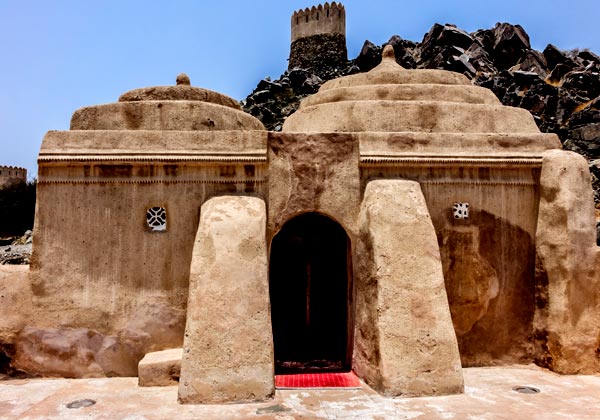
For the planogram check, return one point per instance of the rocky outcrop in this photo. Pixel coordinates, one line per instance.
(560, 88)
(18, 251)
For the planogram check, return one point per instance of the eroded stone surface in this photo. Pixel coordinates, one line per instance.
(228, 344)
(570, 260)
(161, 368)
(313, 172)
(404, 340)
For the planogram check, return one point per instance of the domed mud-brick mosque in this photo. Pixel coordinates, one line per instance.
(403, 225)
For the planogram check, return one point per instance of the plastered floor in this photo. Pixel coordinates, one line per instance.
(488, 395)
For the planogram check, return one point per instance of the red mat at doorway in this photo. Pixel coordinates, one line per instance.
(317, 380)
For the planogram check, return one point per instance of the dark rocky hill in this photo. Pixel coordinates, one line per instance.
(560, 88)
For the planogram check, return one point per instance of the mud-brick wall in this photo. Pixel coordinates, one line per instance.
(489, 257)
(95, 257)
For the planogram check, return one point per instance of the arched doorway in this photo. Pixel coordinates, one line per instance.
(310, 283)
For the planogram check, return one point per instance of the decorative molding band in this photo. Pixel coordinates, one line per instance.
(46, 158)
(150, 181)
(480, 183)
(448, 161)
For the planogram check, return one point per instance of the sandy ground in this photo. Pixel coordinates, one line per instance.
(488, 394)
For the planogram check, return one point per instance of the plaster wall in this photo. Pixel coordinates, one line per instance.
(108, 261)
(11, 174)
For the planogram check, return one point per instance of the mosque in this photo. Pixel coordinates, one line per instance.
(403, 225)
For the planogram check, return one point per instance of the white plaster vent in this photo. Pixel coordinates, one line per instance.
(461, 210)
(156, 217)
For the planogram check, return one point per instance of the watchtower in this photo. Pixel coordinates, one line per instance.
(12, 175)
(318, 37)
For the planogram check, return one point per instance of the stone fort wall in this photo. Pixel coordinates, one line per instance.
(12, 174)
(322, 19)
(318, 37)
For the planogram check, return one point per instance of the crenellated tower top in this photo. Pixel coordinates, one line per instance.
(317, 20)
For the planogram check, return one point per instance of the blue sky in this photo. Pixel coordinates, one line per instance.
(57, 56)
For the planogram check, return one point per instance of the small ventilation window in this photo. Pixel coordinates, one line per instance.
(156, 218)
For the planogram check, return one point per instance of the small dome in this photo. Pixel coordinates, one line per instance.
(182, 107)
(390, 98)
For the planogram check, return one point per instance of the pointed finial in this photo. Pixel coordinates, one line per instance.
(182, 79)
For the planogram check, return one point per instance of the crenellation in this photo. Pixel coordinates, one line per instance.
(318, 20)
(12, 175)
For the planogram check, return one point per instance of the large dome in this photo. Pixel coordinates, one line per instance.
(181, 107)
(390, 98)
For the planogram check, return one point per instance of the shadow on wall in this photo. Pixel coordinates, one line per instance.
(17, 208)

..........

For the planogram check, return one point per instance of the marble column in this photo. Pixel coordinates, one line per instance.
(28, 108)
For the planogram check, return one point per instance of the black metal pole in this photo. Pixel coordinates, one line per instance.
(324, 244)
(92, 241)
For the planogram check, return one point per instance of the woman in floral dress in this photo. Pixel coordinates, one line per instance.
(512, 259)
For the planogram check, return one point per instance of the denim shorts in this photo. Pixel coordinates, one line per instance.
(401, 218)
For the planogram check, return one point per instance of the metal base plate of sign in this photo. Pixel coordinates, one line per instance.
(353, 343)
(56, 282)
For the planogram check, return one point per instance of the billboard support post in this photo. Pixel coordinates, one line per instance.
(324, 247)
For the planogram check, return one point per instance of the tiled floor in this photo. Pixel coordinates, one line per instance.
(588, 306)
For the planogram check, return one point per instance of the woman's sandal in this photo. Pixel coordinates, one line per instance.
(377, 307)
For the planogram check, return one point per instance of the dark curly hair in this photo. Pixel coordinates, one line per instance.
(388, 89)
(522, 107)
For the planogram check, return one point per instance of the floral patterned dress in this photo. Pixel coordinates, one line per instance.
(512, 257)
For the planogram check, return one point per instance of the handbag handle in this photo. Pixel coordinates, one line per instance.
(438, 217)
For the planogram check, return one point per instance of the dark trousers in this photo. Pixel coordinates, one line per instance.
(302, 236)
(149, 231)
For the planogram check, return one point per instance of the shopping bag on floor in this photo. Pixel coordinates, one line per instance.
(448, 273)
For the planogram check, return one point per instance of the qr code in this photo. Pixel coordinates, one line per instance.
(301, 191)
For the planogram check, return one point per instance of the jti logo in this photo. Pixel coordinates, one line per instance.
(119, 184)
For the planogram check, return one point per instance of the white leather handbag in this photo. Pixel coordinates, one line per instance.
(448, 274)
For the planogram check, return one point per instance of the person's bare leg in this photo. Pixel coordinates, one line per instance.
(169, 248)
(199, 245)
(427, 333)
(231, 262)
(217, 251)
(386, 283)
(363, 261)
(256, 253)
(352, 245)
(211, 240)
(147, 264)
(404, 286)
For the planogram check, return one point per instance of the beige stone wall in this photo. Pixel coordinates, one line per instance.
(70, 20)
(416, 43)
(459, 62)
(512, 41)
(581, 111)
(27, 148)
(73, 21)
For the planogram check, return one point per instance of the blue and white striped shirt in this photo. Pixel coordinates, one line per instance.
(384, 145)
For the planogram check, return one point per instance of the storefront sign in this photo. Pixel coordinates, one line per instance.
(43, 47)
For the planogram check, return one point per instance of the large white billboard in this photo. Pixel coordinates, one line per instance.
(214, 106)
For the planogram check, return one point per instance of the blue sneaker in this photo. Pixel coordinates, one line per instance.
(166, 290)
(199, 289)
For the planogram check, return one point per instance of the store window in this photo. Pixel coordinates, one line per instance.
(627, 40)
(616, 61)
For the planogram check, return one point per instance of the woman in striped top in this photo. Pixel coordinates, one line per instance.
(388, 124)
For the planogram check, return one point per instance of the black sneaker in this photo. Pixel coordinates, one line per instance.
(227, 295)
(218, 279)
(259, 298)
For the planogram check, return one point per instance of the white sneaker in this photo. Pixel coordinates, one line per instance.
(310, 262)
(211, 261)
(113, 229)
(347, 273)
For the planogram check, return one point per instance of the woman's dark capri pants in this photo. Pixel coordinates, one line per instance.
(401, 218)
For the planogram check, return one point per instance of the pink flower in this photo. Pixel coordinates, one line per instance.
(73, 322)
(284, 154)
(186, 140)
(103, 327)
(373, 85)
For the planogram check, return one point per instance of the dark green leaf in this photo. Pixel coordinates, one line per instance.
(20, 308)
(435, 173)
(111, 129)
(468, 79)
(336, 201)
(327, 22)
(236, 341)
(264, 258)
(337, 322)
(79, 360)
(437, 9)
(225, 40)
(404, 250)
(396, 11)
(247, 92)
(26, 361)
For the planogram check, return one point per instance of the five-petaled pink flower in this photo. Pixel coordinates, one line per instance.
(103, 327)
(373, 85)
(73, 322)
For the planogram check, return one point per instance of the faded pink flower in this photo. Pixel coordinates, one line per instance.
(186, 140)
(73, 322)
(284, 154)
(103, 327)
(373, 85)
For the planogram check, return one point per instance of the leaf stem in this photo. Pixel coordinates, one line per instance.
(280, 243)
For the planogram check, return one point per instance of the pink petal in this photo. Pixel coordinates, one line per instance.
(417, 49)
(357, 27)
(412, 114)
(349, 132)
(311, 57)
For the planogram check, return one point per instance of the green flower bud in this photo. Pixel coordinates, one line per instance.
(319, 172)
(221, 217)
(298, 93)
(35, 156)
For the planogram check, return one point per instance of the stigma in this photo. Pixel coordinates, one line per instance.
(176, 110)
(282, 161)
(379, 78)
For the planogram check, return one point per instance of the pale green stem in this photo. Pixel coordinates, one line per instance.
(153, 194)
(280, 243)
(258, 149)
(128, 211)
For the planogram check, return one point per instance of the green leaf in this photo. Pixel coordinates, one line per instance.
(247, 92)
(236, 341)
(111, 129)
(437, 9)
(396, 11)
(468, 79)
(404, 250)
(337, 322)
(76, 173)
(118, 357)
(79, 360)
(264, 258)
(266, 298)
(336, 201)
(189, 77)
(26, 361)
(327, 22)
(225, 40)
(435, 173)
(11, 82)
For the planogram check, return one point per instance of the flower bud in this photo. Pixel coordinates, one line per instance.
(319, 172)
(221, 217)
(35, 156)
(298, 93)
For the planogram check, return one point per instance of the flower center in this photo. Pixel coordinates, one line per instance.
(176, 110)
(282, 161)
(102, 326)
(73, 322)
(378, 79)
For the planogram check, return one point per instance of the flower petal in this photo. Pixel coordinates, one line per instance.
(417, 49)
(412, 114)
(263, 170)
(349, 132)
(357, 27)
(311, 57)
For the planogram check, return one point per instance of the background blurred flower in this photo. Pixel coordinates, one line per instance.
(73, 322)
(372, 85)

..........

▶ **GIVEN INSTRUCTION**
Find every line in the items above that contains the word "metal", and copy each of those lines.

▶ **EXERCISE RESPONSE**
For the planogram check, return one point per instance of the black metal pole in this photo. Pixel coordinates, one line per instance.
For the planogram check, return one point per instance of the metal base plate of sign in this photo. Pixel coordinates, one line per instance.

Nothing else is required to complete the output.